**GOAL 1**
In the dataset rows that follow the text below, multiply every point coordinate in the answers by 1.1 and round each result to a whole number, with halves rounded up. Reproduce every line of the rows, including the requests, which stay unchanged.
════════
The heuristic buffer side-steps this: it adds a fixed shift to the target before inversion, which is a position on the same surface shape rather than a re-fit of the surface. On this OOS slice that geometry happens to be the right correction; on a future OOS slice with a different drift pattern, this could reverse.

4. Decision

  • Keep the heuristic empirical buffer in the shipped Oracle.
  • Switch the buffer from a scalar to a per-target schedule (BUFFER_BY_TARGET in src/soothsayer/oracle.py and the corresponding Rust crate). Tuning evidence in reports/v1b_buffer_tune.md.
  • In the paper (§9.4 / §10): reframe the conformal upgrade from "future direction" to "tested alternative that empirically under-corrected on this data; reserved as a v2 direction subject to evidence under different drift conditions or a finer claimed grid that does not clip at 0.995."

The heuristic is still a heuristic — sample-size-one OOS split, no finite-sample guarantee. We have not refuted that conformal would be the right tool under exchangeability or with a sample-recovery mechanism. We have shown that on this data, vanilla and recency-weighted conformal both deliver lower coverage than the heuristic at τ ∈ {0.85, 0.95}, with bootstrap CIs that exclude zero.
════════
**GOAL 2**
Proceed with the write-up on the Oracle's heuristic buffer versus conformal calibration, starting after its final sentence.

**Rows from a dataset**
════════
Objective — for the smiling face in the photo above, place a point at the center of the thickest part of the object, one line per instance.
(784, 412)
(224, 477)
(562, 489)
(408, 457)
════════
**RIGHT ANSWER 1**
Objective — for the smiling face in the photo above, place a point at the center of the thickest part of the object, one line per instance.
(862, 453)
(246, 525)
(618, 538)
(449, 503)

**RIGHT ANSWER 2**
5. Reviewer-facing language

A reviewer in the conformal tradition will ask why we did not deploy split-conformal. The answer of record:

"We tested vanilla split-conformal (operationally equivalent to V0 at our calibration size), Barber et al. nexCP-style recency weighting at two half-lives, and a block-recency baseline at two windows. All three under-corrected the OOS calibration gap relative to a per-target empirical buffer; none delivered Kupiec non-rejection at τ ∈ {0.85, 0.95} on the held-out 2023+ slice. Bootstrap 95% CIs on the coverage deltas exclude zero. We retain the heuristic for v1 and document the conformal options as v2 directions subject to a finer claimed-coverage grid (above 0.995) and a multi-split walk-forward evaluation."

Raw artifacts:

  • reports/tables/v1b_conformal_comparison.csv
  • reports/tables/v1b_conformal_comparison_by_regime.csv
  • reports/tables/v1b_conformal_bootstrap.csv
  • scripts/run_conformal_comparison.py (reproducible)